Annotation dataset entries:
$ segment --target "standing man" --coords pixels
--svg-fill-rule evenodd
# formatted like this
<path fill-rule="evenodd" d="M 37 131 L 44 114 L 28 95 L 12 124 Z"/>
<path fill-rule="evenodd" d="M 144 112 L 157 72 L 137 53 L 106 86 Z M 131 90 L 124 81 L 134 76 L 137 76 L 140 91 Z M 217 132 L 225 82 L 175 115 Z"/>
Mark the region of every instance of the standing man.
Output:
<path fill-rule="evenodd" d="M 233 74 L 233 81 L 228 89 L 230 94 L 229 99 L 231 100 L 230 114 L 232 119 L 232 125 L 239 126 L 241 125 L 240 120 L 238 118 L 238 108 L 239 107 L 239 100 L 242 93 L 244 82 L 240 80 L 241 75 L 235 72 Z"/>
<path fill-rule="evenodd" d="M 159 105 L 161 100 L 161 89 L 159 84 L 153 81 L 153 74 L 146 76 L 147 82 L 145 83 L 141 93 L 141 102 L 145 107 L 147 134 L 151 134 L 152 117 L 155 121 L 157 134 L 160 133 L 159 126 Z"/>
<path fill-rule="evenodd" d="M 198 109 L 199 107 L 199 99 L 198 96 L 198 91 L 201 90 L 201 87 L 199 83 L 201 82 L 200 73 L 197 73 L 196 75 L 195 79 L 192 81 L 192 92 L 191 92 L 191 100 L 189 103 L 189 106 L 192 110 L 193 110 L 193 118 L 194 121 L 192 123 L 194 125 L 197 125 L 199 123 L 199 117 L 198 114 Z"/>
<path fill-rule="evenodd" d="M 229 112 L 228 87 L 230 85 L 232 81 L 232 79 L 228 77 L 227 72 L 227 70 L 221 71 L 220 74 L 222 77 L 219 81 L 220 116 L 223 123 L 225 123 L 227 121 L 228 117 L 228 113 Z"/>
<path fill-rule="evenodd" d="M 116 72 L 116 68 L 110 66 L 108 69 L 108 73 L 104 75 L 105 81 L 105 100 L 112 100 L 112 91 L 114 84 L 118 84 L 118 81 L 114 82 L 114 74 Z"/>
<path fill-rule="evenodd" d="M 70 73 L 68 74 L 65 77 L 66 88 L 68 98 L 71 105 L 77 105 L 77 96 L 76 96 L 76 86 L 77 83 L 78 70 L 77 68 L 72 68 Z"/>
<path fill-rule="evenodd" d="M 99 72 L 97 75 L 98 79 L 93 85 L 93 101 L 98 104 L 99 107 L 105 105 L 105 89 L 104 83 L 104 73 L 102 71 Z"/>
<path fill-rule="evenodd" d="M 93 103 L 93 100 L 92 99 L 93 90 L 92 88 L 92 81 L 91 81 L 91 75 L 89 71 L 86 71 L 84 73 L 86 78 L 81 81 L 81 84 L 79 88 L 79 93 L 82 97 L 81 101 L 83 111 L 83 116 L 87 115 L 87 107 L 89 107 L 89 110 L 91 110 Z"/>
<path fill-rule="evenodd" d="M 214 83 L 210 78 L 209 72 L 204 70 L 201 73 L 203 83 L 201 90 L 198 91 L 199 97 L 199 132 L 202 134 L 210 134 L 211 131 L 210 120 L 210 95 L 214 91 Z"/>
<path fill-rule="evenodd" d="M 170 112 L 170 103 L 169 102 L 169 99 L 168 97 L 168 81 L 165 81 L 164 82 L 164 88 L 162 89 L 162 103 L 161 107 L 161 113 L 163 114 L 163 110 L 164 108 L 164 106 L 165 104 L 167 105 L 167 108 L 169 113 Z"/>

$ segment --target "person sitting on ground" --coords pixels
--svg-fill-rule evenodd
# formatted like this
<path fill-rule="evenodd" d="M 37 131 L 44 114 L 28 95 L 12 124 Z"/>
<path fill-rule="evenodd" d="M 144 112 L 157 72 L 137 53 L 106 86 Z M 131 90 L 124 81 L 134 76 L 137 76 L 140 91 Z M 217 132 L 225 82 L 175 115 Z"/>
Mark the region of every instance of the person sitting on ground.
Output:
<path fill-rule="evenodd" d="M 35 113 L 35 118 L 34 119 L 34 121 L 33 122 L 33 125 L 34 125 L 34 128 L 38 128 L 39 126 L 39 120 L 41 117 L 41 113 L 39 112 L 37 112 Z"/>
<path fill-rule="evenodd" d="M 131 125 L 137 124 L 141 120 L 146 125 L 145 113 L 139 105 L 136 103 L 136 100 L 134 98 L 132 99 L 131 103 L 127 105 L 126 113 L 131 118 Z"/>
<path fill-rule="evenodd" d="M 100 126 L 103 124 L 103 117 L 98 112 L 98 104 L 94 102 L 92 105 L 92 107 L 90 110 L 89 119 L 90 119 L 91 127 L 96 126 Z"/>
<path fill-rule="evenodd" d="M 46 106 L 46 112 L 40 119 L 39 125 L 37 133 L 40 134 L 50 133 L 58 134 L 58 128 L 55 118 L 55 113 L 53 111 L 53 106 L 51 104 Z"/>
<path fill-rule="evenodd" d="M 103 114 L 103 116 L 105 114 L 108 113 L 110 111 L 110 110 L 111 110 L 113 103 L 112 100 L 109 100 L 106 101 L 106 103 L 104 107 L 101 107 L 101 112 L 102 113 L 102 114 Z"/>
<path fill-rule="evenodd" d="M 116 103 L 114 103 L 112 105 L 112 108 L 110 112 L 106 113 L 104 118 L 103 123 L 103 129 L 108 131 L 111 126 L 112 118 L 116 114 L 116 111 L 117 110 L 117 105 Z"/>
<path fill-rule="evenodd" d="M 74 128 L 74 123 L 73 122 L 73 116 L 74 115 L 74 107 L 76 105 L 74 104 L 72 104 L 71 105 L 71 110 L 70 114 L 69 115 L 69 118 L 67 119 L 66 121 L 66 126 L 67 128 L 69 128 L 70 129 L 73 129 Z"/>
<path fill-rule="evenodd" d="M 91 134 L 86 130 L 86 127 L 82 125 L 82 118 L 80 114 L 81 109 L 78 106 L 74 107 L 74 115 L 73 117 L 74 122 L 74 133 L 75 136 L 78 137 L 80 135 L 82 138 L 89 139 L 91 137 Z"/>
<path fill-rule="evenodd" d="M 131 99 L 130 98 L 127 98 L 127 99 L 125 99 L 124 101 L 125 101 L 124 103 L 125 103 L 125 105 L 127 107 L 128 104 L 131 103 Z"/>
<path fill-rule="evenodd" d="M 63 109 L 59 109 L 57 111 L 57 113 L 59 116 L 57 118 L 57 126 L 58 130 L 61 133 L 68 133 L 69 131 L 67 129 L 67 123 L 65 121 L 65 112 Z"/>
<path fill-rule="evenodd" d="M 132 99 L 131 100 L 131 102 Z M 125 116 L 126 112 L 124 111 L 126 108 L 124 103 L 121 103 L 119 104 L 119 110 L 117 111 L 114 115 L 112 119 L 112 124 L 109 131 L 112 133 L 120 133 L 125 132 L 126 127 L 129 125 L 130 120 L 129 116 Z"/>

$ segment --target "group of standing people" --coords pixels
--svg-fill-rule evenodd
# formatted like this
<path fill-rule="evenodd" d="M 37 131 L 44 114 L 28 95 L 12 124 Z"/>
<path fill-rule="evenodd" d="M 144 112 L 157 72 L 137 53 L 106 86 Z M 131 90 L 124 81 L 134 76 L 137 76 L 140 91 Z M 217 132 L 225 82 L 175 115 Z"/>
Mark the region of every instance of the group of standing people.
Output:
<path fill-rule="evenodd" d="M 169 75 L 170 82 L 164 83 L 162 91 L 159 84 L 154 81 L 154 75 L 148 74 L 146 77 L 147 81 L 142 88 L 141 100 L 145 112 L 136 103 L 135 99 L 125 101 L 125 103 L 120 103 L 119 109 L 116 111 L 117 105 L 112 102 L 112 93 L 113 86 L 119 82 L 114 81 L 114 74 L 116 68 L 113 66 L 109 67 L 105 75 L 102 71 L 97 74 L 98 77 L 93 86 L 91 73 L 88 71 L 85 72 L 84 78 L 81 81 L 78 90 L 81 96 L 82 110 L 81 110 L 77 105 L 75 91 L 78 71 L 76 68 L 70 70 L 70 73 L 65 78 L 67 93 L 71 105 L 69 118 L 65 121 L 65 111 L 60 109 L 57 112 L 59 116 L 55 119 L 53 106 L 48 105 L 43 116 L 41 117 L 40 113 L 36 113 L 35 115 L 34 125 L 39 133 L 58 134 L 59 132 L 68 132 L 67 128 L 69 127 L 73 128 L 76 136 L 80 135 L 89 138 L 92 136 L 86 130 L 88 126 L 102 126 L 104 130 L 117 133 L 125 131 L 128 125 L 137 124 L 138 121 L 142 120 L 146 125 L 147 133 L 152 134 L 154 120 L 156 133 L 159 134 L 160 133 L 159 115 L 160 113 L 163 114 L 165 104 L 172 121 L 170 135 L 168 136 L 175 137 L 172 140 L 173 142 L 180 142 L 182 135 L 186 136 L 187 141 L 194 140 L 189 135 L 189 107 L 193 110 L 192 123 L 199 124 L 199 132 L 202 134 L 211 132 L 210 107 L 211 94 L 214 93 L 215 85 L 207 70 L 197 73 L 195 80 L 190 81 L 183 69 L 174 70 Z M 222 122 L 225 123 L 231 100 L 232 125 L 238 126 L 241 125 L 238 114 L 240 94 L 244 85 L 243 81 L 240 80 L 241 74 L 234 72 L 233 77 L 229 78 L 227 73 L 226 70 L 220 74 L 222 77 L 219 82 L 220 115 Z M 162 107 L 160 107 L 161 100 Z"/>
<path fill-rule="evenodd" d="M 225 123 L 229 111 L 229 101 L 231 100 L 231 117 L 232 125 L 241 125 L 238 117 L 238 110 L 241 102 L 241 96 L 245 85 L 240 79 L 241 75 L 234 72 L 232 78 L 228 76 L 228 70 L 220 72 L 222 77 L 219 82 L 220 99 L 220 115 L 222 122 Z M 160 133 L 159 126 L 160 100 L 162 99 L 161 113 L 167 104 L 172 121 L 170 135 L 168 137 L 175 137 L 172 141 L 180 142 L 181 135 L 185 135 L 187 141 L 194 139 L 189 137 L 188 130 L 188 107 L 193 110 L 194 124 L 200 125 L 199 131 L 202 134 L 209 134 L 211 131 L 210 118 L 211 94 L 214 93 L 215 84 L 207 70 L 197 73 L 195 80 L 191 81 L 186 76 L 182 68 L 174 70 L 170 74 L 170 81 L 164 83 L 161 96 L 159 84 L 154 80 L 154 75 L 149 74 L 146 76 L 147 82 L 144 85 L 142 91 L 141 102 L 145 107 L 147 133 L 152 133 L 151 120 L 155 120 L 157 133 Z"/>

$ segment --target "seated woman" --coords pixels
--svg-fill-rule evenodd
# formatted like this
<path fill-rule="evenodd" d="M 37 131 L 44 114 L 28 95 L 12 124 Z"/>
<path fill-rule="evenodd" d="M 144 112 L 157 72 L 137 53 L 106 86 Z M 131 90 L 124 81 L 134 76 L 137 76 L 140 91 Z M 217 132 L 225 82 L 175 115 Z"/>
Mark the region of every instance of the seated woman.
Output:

WRITTEN EXERCISE:
Gather every line of the listing above that contains the word "Mark", treating uppercase and lowercase as different.

RESPONSE:
Mark the region of every instance of the standing man.
Mark the region of every instance of the person sitting on ground.
Mark the region of every instance of the group of standing people.
Mark the region of every instance of the seated woman.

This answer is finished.